Extract each line of the records that contains the string "front", copying it in full.
====== RECORD EXTRACTS
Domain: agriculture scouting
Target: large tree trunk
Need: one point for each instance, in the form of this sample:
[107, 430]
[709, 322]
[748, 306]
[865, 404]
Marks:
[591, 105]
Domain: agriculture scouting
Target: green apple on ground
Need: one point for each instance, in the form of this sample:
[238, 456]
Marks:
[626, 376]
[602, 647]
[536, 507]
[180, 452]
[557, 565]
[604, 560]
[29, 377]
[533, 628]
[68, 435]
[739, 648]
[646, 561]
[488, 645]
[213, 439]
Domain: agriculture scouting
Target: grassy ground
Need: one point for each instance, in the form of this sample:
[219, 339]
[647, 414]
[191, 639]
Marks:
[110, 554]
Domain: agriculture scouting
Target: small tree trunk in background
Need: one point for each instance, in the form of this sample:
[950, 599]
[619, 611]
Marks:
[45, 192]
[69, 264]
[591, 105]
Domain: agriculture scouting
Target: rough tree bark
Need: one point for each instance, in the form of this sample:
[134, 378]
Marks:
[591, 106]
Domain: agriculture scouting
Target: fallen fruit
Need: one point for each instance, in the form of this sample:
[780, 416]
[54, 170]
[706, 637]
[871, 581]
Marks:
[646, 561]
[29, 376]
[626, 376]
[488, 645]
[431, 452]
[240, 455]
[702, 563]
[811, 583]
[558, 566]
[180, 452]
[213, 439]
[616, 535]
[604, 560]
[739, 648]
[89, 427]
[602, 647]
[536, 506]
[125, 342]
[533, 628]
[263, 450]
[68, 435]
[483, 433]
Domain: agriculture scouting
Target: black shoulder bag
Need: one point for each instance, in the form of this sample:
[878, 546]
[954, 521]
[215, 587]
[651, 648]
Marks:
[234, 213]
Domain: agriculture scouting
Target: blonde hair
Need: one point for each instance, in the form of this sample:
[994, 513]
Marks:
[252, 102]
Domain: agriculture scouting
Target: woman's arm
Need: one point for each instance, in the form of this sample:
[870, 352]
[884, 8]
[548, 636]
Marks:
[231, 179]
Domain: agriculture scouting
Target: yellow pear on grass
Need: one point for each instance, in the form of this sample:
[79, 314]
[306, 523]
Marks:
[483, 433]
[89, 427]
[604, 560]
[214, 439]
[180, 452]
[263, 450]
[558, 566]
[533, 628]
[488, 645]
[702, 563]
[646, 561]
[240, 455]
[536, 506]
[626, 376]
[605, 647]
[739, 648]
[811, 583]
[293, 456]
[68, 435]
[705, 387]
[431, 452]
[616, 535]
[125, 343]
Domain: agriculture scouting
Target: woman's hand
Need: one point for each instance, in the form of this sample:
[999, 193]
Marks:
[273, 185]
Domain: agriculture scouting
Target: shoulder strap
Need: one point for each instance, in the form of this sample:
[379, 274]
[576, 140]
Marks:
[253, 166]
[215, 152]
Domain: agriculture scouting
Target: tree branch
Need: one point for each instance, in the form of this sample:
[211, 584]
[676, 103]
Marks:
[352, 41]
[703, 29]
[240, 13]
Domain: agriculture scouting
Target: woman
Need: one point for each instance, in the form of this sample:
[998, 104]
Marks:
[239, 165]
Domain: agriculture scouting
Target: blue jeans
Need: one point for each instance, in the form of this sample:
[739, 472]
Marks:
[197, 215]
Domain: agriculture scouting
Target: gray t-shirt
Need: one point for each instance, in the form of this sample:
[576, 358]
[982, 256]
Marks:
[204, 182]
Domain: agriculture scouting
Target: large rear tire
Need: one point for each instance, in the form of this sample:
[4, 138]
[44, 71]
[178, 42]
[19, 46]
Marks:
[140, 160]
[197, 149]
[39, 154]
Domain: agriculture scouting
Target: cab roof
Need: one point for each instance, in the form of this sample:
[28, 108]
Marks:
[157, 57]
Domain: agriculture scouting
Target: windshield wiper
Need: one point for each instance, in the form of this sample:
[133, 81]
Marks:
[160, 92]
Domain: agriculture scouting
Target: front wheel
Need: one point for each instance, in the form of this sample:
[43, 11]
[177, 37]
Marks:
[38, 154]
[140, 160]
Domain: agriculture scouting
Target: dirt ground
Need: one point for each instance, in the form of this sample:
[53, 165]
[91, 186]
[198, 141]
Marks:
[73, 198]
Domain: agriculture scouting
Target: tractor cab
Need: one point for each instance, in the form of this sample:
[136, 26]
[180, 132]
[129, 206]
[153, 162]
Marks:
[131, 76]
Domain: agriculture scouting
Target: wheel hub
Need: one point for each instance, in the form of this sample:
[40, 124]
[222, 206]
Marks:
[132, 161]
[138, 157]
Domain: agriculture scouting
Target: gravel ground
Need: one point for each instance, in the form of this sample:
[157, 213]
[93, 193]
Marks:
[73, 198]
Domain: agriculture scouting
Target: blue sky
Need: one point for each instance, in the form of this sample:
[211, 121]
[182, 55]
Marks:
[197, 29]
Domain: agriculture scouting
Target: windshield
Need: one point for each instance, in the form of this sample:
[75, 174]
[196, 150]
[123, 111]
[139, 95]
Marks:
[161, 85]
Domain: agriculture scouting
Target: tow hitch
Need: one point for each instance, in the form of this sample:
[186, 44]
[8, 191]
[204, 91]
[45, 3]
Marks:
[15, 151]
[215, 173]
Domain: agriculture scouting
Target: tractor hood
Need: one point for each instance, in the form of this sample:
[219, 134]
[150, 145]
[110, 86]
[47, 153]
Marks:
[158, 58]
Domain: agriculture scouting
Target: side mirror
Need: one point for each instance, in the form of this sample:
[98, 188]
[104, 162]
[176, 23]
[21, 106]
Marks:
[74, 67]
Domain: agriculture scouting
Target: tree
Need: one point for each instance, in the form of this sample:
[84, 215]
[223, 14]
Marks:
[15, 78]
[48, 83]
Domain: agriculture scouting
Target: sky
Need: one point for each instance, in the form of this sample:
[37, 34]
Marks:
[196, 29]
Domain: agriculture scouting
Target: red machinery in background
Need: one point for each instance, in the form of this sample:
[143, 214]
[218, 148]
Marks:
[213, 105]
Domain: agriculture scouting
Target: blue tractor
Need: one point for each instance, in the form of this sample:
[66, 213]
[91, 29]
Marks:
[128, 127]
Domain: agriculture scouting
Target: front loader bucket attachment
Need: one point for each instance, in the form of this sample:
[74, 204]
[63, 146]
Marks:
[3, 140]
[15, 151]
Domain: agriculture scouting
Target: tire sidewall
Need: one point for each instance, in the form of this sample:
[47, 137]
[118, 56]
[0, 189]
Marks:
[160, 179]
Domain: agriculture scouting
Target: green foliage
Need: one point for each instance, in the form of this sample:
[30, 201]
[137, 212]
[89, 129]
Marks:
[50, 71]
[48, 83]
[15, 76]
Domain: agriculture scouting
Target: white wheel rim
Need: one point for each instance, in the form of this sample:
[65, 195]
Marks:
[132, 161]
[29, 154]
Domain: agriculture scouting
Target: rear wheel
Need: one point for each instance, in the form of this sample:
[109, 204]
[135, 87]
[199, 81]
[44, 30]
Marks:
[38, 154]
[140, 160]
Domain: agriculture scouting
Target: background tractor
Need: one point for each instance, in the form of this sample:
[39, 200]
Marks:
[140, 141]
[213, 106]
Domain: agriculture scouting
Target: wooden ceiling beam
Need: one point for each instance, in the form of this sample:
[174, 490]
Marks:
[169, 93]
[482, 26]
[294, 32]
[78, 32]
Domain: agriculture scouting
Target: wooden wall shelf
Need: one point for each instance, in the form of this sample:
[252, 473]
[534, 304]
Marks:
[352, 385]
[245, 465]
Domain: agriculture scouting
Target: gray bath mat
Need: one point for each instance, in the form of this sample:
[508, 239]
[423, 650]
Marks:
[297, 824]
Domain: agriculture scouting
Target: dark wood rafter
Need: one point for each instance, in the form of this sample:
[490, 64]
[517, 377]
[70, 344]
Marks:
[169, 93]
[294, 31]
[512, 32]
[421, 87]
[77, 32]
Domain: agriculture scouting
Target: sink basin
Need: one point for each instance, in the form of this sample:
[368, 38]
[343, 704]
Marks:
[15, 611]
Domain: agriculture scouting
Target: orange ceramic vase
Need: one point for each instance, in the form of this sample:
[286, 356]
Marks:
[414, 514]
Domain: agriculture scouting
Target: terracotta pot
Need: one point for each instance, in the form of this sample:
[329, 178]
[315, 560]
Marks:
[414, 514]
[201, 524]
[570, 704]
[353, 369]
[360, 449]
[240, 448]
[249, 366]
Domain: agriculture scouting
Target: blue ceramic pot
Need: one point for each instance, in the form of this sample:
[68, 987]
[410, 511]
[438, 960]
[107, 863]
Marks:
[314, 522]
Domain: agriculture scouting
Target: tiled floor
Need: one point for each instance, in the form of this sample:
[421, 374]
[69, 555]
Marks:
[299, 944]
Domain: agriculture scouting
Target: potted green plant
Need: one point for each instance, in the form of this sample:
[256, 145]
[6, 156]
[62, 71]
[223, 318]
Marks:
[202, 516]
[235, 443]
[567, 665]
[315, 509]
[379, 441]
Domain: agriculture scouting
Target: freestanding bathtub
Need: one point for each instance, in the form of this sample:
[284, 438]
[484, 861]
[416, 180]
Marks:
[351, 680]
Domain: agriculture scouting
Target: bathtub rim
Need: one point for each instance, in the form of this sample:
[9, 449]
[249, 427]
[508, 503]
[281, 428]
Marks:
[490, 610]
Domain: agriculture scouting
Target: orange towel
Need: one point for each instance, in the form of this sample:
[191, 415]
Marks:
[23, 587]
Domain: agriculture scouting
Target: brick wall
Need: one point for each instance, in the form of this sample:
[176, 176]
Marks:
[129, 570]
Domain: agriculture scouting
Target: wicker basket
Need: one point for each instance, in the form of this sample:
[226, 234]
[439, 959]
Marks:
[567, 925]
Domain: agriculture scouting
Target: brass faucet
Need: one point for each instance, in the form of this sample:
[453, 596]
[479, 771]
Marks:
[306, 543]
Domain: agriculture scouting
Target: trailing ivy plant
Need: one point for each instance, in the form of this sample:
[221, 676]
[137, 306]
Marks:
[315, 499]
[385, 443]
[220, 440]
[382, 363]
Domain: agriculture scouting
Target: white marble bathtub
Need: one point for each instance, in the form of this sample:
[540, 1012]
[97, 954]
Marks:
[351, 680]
============
> [EXERCISE ANSWER]
Target: front wheel
Target: front loader bucket attachment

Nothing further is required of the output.